Assumptions underlying the PTTI computational model

As Sridhar and Majumder argue, it is crucially important to understand the limitations of computational models and the data used to calibrate them. The model given here is intended for exploration of the relative consequences of different actions and policy interventions under different conditions.

There are two fundamentally different kinds of assumptions at play. Structural assumptions that are a consequence of the formulation of the model itself. These are eternally true in the sense that if the model is calibrated with parameters for different disease outbreaks, the structural assumptions are still there and need to be understood. Assumptions about data, meanwhile, are particular to calibration of the model to a specific outbreak. Data about a novel pathogen causing a pandemic of proportions not seen for a century are simply too scarce and inconsistent, particularly in the early days, to accurately calibrate any model without assumptions about the meaning and reliability of the data. Neither class of assumption presents insurmountable problems but they are important to recognise in order to understand what can, and cannot, be learned from a model.

Structural assumptions

We refer specifically to the SEIR-TTI ODE model with economic extensions as implemented in the PTTI software. This is fundamentally a SEIR compartmental model simulated with ordinary differential equations (ODE)s. The extensions to include testing, tracing and isolation (TTI) are based on a careful probabilistic argument that we discuss in detail in that paper. This formulation means that there are automatically several underlying assumptions, for which we provide justification here.

The outbreak is sufficiently large

The outbreak, and each susceptible, exposed, infectious and removed cohort is of sufficient size that it is coherent to simulate it with ODEs. This is not the case in the very early days with dozens or small numbers of hundreds of cases where stochastic methods would be more appropriate. This is also not the case if the outbreak is nearly completely suppressed.

Region pointing data

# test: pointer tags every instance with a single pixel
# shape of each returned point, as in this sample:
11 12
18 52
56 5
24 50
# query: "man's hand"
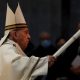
75 70
51 60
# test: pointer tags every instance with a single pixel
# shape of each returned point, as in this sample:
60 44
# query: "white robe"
15 65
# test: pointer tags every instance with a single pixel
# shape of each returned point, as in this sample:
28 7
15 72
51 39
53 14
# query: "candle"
67 44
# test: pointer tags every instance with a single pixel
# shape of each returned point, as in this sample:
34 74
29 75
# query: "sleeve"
17 67
41 68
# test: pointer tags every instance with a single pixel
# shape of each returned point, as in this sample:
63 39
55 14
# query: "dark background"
58 17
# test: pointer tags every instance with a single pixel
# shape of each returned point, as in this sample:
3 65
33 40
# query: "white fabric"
15 65
19 16
10 17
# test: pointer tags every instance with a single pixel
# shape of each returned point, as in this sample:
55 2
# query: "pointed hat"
10 19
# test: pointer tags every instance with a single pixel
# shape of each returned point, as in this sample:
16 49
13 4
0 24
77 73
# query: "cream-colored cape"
15 65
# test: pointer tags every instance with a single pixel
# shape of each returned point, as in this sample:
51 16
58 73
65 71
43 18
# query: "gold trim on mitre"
16 26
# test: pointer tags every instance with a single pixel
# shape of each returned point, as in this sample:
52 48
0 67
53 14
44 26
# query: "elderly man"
14 64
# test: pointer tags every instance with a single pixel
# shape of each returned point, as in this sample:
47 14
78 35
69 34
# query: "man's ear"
13 35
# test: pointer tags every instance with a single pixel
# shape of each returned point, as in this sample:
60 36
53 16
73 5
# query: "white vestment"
15 65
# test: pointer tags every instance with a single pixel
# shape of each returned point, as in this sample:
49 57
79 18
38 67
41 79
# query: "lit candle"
67 44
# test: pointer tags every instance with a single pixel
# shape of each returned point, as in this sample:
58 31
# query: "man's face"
23 37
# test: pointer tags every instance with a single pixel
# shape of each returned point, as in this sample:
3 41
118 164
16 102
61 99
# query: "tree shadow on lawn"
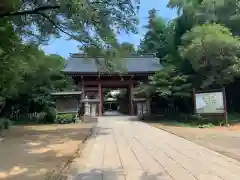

**TASK REQUIREMENTS**.
a – According to the text on the PTTI model's assumptions, what kind of methods would be more appropriate in the very early days of an outbreak?
b – Summarize the text on the PTTI model's assumptions in two sentences.
c – Continue the text on the PTTI model's assumptions, starting after its last sentence.

**SOLVED PROBLEMS**.
a – Stochastic methods.

b – The PTTI computational model rests on two kinds of assumptions: structural ones that follow from the model's formulation and remain no matter which outbreak it is calibrated to, and assumptions about data that are particular to calibrating it to a specific outbreak. One structural assumption of the SEIR-TTI ODE model is that the outbreak and each of its cohorts are large enough to be simulated coherently with ODEs, which does not hold in the very early days or when the outbreak is nearly completely suppressed.

c –
Justification: we are studying management strategies for large outbreaks. That is the circumstance where ODEs are applicable.

The outbreak or epidemic is homogeneous in space and time.

In reality, the UK is undergoing several COVID-19 outbreaks. The outbreak in Edinburgh is perhaps 10 days behind that in London. The outbreak in the North of England began declining well after London. Distancing interventions such as lock-down happened simultaneously throughout the UK but are being released at different times.

In general, a model of a single large outbreak cannot be used to reproduce the dynamics of smaller outbreaks separated in time. This is easily seen with the simplest of models (e.g. SIR) if outbreaks are widely spaced in time. Simulating the large outbreak with such a model will produce a curve for, say, infections, with one peak. Simulating two small outbreaks individually will each produce a peak at a different time. Adding the results of simulating the small outbreaks produces a curve with two peaks, different from the result of simulating the large outbreak.

This model does not represent those different, coupled outbreaks, it represents a single outbreak.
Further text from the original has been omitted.